Work request:
Below are some records; output exactly the lines from the line with "positive clicks: (27, 173) (69, 134)" to the line with "positive clicks: (83, 103)", both ends kept, and nothing more.

[Data to process]

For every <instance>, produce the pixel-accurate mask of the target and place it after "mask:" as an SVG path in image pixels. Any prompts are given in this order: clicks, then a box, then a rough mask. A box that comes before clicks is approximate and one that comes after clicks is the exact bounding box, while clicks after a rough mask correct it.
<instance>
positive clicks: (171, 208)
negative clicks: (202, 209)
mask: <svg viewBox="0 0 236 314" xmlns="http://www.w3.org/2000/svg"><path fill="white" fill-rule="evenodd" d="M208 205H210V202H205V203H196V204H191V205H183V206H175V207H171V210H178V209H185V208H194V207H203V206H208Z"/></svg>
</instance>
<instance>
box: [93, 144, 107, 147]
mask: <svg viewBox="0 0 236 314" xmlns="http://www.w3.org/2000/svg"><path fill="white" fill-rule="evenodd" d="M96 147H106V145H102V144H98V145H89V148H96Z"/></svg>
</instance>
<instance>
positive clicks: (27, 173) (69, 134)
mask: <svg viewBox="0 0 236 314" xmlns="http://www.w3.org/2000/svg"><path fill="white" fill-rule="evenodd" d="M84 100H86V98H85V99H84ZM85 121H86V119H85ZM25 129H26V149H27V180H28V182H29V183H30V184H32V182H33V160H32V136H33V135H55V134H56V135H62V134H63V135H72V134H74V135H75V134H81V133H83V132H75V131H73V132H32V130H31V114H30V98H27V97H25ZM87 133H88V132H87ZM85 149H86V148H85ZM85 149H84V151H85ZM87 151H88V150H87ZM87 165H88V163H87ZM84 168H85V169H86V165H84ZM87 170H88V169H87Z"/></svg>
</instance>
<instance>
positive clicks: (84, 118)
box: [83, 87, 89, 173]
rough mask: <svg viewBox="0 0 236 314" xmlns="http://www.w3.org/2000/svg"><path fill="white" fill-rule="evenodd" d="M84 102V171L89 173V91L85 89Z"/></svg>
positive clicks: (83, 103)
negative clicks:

[/Data to process]

Answer area:
positive clicks: (27, 173) (69, 134)
mask: <svg viewBox="0 0 236 314" xmlns="http://www.w3.org/2000/svg"><path fill="white" fill-rule="evenodd" d="M84 100H86V98H85V99H84ZM85 121H86V119H85ZM25 129H26V149H27V180H28V182H29V183H30V184H32V182H33V160H32V136H33V135H55V134H56V135H62V134H63V135H72V134H74V135H75V134H81V133H83V132H75V131H73V132H32V130H31V114H30V98H27V97H25ZM87 133H88V132H87ZM85 149H86V148H85ZM85 149H84V151H85ZM87 151H88V150H87ZM87 165H88V163H87ZM84 168H85V169H86V165H84ZM87 170H88V169H87Z"/></svg>
</instance>
<instance>
positive clicks: (84, 118)
box: [83, 87, 89, 173]
rough mask: <svg viewBox="0 0 236 314" xmlns="http://www.w3.org/2000/svg"><path fill="white" fill-rule="evenodd" d="M84 102V171L89 173V91L85 89Z"/></svg>
positive clicks: (83, 103)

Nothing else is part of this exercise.